DATA SUPPLIED
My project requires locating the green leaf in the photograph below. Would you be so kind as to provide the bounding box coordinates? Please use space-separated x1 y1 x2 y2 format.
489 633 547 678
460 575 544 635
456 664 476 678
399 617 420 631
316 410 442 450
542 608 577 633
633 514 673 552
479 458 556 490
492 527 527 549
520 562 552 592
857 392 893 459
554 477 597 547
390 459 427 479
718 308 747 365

TASK GOAL
Write the whole listing out again, exactly as it appears above.

ANSWER TO THIS TASK
My project requires locating the green leaf in the photograph below. Would you be so kind as to provide the bounding box coordinates? Please use space-separated x1 y1 x2 y2 format.
489 633 547 678
460 575 544 635
456 664 476 678
399 617 420 631
316 410 442 450
542 608 577 633
633 514 673 552
479 458 556 490
492 527 527 549
520 562 552 592
857 392 893 459
554 477 597 547
390 459 427 479
718 308 747 365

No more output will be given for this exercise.